Source passage:
== Segment start ==

Doctor Who Helped Defeat Smallpox Says We Can Beat COVID-19 But …

Epidemiologist Larry Brilliant warned us of a pandemic back in 2006. Fourteen years later we are faced with COVID-19, but he believes we can beat it if we just get more testing.

Larry Brilliant Image Source:

Fourteen years ago, Larry Brilliant did a TED talk where he described Smallpox, his part in eradicating it, and what the next pandemic would look like. “Smallpox was the worst disease in history … It killed 500 million people” he said.

“When we didn’t search, we had the illusion that there was no disease … When we did search, we had the illusion that there was more disease”. Larry Brilliant worst fears have become a reality, as we are faced with what he believes to be the “most dangerous pandemic in our lifetime”.

The Australian Department of Health state that COVID-19 or Coronavirus is an “infectious disease that causes respiratory illness”. This causes symptoms such as a “cough, fever, and in more severe cases, difficulty breathing”. The latest we are being told to help stop the spread is to “practice good hygiene, practice social distancing”. The Department of Health is continuing to issue health alerts and information via their website.

Globally, the WHO states that Coronavirus “spreads primarily through contact with an infected person”. This can be when they “cough, sneeze or touch a surface or object that has the virus, then touch their eyes, nose, or mouth”.

Belgian virologist Guido Vanham has this to say:

“Why this particular virus is much more infectious than other related viruses is something we still do not know … Not every human is equally susceptible … There are always people in a population who are more or less susceptible to a certain virus”.

As COVID-19 spread to 197 countries and territories around the world, the World Health Organisation labelled it a pandemic. Parts of Asia and Europe have been hit the hardest, recording the highest rates of infections. Countries like China, Italy and the USA have the most confirmed cases and deaths. This can be tracked in real time at

Virologist using a microscope Image Source:

The result is global economic uncertainty, damage to our economy, and the revelation of inadequate health care systems. Just as Larry Brilliant foretold back in 2006:

“There’d be a pandemic within your children or your grandchildren’s lifetime…165 million people would die, there’d be a global recession, people would lose their jobs and their healthcare benefits”.

== Segment end ==

Problems and tasks:
**A.** In the article about Larry Brilliant and COVID-19, how many people does Brilliant say smallpox killed?
**B.** List the COVID-19 symptoms that the article about Larry Brilliant and COVID-19 attributes to the Australian Department of Health.
**C.** Continue the article about Larry Brilliant and COVID-19 from its final sentence.
None of the material is needed for this work.

(Dataset excerpts)
== Segment start ==

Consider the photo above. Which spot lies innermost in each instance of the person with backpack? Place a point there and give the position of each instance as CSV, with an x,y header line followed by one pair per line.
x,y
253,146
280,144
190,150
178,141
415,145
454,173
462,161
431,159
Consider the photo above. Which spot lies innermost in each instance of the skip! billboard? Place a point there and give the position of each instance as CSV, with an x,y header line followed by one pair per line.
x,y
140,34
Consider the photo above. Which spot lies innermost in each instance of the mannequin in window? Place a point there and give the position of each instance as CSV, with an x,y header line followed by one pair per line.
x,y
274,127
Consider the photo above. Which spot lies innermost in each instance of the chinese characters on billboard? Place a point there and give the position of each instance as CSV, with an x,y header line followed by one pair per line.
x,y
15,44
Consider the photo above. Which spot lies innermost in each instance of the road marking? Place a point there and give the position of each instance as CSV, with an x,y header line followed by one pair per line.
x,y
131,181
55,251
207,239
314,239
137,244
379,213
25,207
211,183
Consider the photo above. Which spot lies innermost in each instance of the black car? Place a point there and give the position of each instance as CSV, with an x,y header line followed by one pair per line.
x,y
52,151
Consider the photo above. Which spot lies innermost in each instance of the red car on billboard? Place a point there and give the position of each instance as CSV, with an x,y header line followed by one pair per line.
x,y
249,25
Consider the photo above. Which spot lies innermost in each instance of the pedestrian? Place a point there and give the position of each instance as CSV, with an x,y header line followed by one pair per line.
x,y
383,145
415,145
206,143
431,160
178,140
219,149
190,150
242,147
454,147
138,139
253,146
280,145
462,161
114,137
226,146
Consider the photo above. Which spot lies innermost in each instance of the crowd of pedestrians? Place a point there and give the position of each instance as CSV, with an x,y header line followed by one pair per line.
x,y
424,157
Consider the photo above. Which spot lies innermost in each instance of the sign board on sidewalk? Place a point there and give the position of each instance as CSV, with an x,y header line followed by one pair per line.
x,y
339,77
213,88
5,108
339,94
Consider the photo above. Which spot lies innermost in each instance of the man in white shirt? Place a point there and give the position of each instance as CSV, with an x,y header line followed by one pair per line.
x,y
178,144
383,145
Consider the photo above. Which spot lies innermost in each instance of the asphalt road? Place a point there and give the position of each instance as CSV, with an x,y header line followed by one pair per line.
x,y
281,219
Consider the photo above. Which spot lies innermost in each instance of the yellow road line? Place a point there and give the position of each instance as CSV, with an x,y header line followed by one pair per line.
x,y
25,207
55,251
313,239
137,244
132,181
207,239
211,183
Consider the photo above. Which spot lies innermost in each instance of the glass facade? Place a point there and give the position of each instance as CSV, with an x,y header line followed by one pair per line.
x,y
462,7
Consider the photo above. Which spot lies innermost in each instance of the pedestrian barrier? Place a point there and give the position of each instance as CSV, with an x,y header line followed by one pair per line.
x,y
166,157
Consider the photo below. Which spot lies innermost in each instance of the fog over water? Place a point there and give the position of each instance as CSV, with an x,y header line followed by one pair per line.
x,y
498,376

== Segment end ==

Results:
**A.** 500 million people.

**B.** Cough; fever; difficulty breathing, in more severe cases.

**C.**
You may be thinking this sounds like an idea for a futuristic horror movie, but unfortunately it has become a reality for some, and continues to be a possibility for others. But it is not all bad news, for Larry Brilliant believes the way we can beat COVID-19 is with more robust and widespread testing. He believes that we can beat COVID-19 the same way we beat Smallpox. “The key to eradicating smallpox was early detection, early response” he said.

Where countries are adopting Brilliant’s approach,  there are initial signs of success in beating the pandemic. South Korea is the most glowing example, with a decline in the number of new coronavirus cases to as low as 74 and 76 each day since Since 11 March— a huge shift from 909 cases on 29th Feb. And they remain vigilant; with a current testing capacity of 20,000 people a day at 633 sites, including drive-thru centers and even phone booths. Hwang Seung-Sik, of Seoul National University’s Graduate School of Public Health, stated emphatically that “acting fast was the most important decision South Korea made.”

Paul Auwaerter, director of Hopkins’ division of infectious diseases adds that the sharing of expertise across nations and disciplines is vital at this time.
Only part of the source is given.